## PAGE EXTRACT
BEGIN

Protest parties

Here’s the defaced UKIP poster which seems to have gone viral.

It illustrates beautifully the two diametrically opposed reasons for all the condemnation being heaped on UKIP in the run-up to the Euro elections.

Version 1: the poster as printed

Before it was defaced (or improved, depending on your point of view) it was UKIP’s attempt to set itself apart as different from the three traditional parties. The Conservative, Labour and Liberal Democrat parties are represented by the faces of their leaders, gagged. Nigel Farage, the leader of UKIP, is alongside them but not gagged. He speaks his mind. You are invited to think that the other three are much the same but UKIP is different.

The other three parties have accepted this narrative. There has been a closing of ranks, cross-party cooperation to criticise UKIP. This seems to be the way these parties are moving. There has been similar cross-party cooperation against the Scottish National Party. In the case of the SNP, though, it makes better sense. The SNP expresses one divisive policy issue, the independence of Scotland, and the three traditional parties agree in opposing it.

In the case of UKIP it is harder to point to an issue that sets it apart. UKIP wants to withdraw from the EU, but so does a large proportion of the Conservative Party and some of the Labour Party. The whole EU is becoming more Eurosceptic: according to our news reports the only country currently enthusiastic about it is Ukraine, and we would do well to doubt how deep their desire to join really goes.

As the quality of life continues to deteriorate there is an increasing trend to kick the cat. Witch hunts against unpopular minorities, blaming them for the nation’s ills, currently focus on immigrants. Again UKIP rides the tide, but Conservatives, Labour and the Liberal Democrats have all responded positively to the anti-immigrant mood.

UKIP wants lower taxes, less protection for the vulnerable and more incentives for big business to make money in whatever ways it chooses. This, also, has been the direction of travel for decades, promoted by Conservatives, Liberal Democrats and Labour alike when in power.

UKIP politicians have a substantial record of making racist statements and fiddling their expenses, but on this count too they are not much different from other politicians.

END

## APPLY WHAT YOU READ
1. Summarize the post on protest parties in two sentences.
2. Quote the post on protest parties word for word, everything from "As the quality" down to "when in power.".
3. Write what comes next in the post on protest parties, picking up after its final sentence.
The data that follow have no connection to the post on protest parties.

Source data:
BEGIN

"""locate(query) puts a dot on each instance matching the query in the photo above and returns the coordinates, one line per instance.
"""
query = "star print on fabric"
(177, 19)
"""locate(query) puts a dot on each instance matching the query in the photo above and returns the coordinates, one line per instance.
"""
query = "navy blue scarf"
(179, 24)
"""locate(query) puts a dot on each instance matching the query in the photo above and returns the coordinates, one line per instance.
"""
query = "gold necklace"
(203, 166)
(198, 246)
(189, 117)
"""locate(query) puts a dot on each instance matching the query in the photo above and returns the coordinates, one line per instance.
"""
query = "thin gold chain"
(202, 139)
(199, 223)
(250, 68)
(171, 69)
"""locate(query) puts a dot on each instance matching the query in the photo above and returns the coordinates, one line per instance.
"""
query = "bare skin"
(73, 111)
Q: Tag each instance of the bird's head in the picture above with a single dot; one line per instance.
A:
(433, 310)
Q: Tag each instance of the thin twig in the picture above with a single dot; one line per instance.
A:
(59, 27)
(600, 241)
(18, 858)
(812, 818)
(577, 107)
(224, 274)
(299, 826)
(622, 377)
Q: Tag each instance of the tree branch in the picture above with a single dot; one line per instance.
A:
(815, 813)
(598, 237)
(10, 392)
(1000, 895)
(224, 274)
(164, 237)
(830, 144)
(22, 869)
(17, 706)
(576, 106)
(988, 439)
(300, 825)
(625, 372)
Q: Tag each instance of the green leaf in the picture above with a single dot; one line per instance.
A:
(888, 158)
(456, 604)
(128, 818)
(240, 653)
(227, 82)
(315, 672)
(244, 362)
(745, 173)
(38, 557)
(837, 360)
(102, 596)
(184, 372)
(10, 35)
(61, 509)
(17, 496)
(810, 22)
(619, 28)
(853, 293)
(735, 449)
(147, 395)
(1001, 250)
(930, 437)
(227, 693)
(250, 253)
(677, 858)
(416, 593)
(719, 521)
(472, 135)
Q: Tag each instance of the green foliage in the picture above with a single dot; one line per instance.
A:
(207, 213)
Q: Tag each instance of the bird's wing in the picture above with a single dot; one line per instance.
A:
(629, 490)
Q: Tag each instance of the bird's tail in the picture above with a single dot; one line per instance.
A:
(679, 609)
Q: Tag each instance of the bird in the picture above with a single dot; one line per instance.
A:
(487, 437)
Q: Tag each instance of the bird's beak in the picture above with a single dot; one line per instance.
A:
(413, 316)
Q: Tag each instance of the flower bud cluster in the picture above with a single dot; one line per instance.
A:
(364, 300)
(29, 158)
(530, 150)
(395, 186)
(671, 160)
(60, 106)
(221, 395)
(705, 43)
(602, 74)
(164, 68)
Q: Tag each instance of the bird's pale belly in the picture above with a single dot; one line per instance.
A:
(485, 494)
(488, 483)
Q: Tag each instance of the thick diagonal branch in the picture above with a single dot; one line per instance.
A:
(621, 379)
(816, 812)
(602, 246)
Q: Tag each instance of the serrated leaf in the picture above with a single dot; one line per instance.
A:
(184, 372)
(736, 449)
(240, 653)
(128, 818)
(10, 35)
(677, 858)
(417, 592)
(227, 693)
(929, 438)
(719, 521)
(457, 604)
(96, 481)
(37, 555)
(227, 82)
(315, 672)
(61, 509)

END

## ANSWERS TO THE PROBLEMS
1. A UKIP poster shows the Conservative, Labour and Liberal Democrat leaders gagged beside an ungagged Nigel Farage to present UKIP as different, and the other three parties have accepted this narrative by cooperating to criticize UKIP. Yet it is hard to point to an issue that sets UKIP apart: its wish to leave the EU, its response to anti-immigrant mood, its push for lower taxes and business incentives, and its politicians' racist statements and fiddled expenses are all matched among the other parties.

2.
As the quality of life continues to deteriorate there is an increasing trend to kick the cat. Witch hunts against unpopular minorities, blaming them for the nation’s ills, currently focus on immigrants. Again UKIP rides the tide, but Conservatives, Labour and the Liberal Democrats have all responded positively to the anti-immigrant mood.

UKIP wants lower taxes, less protection for the vulnerable and more incentives for big business to make money in whatever ways it chooses. This, also, has been the direction of travel for decades, promoted by Conservatives, Liberal Democrats and Labour alike when in power.

3.
So why have the three traditional parties been so keen to close ranks against it? I cannot help suspecting that the real reason is petty tribalism. The traditional three parties are used to campaigning against each other. They strain every muscle against each other. They demonise each other. To be faced with yet another opponent is the last thing they want. Worse still the new opponent, by lumping the three of them together, tells them that the differences between them are not that great. The other two parties they have been demonising are mirror images of themselves. No, they tell themselves, UKIP must be wrong. The policy differences between the three traditional parties really do express the big issues; our party really is different from the other two. So where, if they believe that, do they locate UKIP? They have to locate it beyond the pale, as absolutely unacceptable. It is the only way they can retain their belief that the three traditional parties cover the credible policy alternatives adequately.

(I am writing this before the Labour Party’s Policy Review is published. This may change the situation and set Labour apart from the others. At present it seems unlikely. Ed Balls is almost certain to oppose any significant changes. If he is outvoted and resigns in disgust, maybe we can hope once again for a Labour government that reverses the recent deteriorations.)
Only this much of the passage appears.